Battista Grassi o Ronald Ross? Il Nobel sulla trasmissione della malaria è ancora diatriba
Grassi resta al centro della storica controversia sulla scoperta delle zanzare come vettori della malaria: il premio andò al britannico Ross, allievo di Patrick Manson, anziché a lui
“Un Re Mida della zoologia”, Giovanni Battista Grassi, che trasformava in oro qualsiasi argomento scientifico trattasse. Il professor Ernesto Capanna lo descrive così, nella sua biografia. Ma era anche un ragazzo di campagna nato nel 1854 in un borgo del comasco, Rovellasca, da una famiglia agiata e colta. Dopo il liceo ginnasio, studia medicina nel rinomato collegio Ghisleri di Pavia, con retta gratuita per meriti scolastici. Parla inglese, francese e soprattutto il tedesco, allora lingua ufficiale della scienza. Giovane acuto ma insofferente, per i suoi gravi atti di indisciplina viene espulso dal Ghisleri nel 1876, prima di laurearsi.
Nel 1878 si laurea lo stesso, cum laude, grazie a un premio di 100 lire della Fondazione Balsamo Crivelli, e pubblica i suoi lavori di parassitologia Contributi sullo studio dell’elmintologia. Erano gli anni dei minatori del traforo del San Gottardo e della fatale anemia da Anchylostoma che li colpiva, importante problema sanitario di quella complessa Italia post-unitaria. E Grassi, da vero zoologo sperimentale, arrivava a bere uova di nematodi in sospensione, fornendo così innovative informazioni, per l’epoca, sul criterio diagnostico e sulla modalità di trasmissione. Un contributo importante, anche se questi studi verranno ultimati da Edoardo Perroncito, professore di medicina veterinaria a Pisa. Grassi studierà anche l’evoluzione degli insetti e le caste delle termiti.
Dopo il perfezionamento alla stazione zoologica di Napoli, appena fondata da Anton Dohrn, nell’ateneo tedesco di Heidelberg trova stimolanti confronti con la comunità scientifica e sposa una studentessa, Maria, rendendola madre di Isabella. La famiglia torna in Italia e Grassi, a 29 anni, ha all’attivo oltre trenta pubblicazioni e una cattedra di Zoologia, Anatomia e fisiologia all’università di Catania, dove si unisce agli sforzi globali per la comprensione della malaria. Un primo studio sistematico sul plasmodio negli uccelli nel 1889, una Darwin Medal nel 1896, quindi l’ingresso trionfale nell’illustre scuola malariologica romana, con il discorso d’inaugurazione Critica della filosofia zoologica, per l’anno accademico 1897-98 in Sapienza: ne emerge un approccio anti-dogmatico rispetto ai traguardi della scienza, “che non costituisce un corpo di dottrina, ma consta soltanto di fragmenta aurea”.

Cose da fare:
1) Copia dal brano su Giovanni Battista Grassi la parte che comincia con "Nel 1878 si" e va avanti fino a "caste delle termiti.".
2) Indica se ciascuna affermazione concorda con il brano su Grassi, rispondendo sì o no e citando le parole del brano che lo decidono: (a) Grassi fu espulso dal collegio Ghisleri prima di laurearsi; (b) il Nobel per la scoperta sulla trasmissione della malaria fu assegnato a Grassi; (c) Grassi ricevette la Darwin Medal nel 1889.

Dati in esame:
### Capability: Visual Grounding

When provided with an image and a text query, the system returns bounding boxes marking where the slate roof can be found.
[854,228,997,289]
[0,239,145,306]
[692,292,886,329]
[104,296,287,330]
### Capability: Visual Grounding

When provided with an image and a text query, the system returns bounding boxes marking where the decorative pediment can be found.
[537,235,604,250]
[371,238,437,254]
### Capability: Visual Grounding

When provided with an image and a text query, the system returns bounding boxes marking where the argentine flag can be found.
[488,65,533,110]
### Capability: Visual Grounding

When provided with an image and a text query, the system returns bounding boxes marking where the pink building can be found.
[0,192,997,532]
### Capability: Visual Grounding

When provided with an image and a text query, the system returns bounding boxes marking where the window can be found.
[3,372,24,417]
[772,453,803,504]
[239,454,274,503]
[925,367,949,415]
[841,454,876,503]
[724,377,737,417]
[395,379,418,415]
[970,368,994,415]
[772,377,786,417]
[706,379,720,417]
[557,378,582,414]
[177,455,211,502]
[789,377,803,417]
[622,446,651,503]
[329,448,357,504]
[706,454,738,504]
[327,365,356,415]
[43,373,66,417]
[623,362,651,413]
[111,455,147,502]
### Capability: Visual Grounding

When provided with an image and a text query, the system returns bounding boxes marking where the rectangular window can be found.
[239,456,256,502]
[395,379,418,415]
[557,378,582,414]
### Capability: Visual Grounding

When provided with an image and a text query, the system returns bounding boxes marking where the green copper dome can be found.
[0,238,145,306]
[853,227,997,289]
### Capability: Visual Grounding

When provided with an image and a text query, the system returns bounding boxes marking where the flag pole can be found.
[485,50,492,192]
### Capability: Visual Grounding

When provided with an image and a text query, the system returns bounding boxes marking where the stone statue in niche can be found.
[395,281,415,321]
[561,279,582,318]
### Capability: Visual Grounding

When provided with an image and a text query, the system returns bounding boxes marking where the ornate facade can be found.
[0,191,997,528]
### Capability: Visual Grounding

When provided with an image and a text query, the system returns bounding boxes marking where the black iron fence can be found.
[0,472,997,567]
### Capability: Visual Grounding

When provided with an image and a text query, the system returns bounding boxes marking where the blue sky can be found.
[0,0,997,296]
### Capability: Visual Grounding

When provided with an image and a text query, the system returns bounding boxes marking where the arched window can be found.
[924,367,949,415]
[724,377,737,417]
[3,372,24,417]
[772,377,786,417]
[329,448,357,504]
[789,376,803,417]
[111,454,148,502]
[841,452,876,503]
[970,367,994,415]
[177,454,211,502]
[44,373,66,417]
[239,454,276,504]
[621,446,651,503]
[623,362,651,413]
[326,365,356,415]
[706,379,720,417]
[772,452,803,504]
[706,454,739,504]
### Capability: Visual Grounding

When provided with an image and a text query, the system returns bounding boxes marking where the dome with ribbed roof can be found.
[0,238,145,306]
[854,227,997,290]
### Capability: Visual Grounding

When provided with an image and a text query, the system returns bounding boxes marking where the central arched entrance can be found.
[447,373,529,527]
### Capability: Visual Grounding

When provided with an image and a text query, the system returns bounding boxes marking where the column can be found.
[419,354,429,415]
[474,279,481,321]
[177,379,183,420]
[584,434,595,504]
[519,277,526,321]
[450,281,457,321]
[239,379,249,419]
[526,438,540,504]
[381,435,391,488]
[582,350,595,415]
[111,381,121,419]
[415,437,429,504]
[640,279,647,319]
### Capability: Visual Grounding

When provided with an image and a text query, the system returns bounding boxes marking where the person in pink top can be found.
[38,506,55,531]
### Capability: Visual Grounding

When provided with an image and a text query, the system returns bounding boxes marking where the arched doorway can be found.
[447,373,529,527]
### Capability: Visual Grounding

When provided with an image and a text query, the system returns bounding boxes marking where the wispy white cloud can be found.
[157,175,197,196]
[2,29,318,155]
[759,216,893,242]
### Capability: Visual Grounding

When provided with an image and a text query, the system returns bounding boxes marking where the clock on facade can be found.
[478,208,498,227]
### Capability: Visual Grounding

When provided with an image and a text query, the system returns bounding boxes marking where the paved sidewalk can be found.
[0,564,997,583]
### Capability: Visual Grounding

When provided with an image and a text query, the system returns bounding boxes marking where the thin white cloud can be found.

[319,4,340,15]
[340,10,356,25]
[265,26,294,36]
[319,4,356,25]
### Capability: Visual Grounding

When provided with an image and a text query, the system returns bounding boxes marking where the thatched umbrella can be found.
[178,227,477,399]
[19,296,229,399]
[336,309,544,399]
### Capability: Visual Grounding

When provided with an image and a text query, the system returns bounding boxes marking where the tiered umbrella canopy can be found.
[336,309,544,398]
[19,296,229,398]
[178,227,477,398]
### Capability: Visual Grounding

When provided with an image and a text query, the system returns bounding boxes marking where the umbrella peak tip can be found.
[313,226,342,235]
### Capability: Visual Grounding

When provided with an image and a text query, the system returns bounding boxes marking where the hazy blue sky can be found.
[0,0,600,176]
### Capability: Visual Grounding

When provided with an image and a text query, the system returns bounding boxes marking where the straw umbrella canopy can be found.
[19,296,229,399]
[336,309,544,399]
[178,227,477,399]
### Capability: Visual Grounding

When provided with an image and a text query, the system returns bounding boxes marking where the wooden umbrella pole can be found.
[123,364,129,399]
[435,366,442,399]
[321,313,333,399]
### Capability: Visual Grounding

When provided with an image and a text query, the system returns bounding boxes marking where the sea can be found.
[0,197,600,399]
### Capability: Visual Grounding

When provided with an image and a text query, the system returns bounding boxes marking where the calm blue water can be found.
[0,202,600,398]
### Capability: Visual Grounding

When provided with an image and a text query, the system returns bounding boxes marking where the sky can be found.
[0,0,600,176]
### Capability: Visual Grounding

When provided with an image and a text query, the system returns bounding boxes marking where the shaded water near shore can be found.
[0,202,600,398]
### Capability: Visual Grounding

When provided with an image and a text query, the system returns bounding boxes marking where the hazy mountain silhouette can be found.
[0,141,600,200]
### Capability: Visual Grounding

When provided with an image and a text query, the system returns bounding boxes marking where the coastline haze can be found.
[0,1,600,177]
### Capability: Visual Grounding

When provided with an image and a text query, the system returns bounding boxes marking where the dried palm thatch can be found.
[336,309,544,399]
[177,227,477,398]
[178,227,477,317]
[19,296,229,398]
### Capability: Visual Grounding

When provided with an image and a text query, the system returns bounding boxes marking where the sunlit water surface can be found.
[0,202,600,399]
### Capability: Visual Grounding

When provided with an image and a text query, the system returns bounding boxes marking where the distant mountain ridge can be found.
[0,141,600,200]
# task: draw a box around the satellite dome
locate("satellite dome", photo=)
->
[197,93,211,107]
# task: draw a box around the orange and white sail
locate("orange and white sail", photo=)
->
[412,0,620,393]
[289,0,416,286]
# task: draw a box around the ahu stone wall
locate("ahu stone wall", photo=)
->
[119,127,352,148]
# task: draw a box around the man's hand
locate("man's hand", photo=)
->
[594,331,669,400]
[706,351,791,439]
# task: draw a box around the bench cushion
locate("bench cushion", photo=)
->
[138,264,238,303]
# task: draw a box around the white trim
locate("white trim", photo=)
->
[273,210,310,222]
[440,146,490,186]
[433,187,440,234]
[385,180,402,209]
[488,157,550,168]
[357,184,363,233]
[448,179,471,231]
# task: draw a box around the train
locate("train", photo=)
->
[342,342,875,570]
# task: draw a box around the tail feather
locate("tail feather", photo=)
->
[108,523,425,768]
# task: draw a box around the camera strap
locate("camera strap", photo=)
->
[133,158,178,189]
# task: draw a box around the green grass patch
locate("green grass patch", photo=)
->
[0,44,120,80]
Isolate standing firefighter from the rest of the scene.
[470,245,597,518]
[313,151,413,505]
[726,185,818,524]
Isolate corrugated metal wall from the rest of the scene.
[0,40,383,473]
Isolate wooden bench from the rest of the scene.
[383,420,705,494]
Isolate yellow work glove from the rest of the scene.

Risultati attesi:
1)
Nel 1878 si laurea lo stesso, cum laude, grazie a un premio di 100 lire della Fondazione Balsamo Crivelli, e pubblica i suoi lavori di parassitologia Contributi sullo studio dell’elmintologia. Erano gli anni dei minatori del traforo del San Gottardo e della fatale anemia da Anchylostoma che li colpiva, importante problema sanitario di quella complessa Italia post-unitaria. E Grassi, da vero zoologo sperimentale, arrivava a bere uova di nematodi in sospensione, fornendo così innovative informazioni, per l’epoca, sul criterio diagnostico e sulla modalità di trasmissione. Un contributo importante, anche se questi studi verranno ultimati da Edoardo Perroncito, professore di medicina veterinaria a Pisa. Grassi studierà anche l’evoluzione degli insetti e le caste delle termiti.

2)
(a) Sì: "viene espulso dal Ghisleri nel 1876, prima di laurearsi".
(b) No: "il premio andò al britannico Ross, allievo di Patrick Manson, anziché a lui".
(c) No: "una Darwin Medal nel 1896".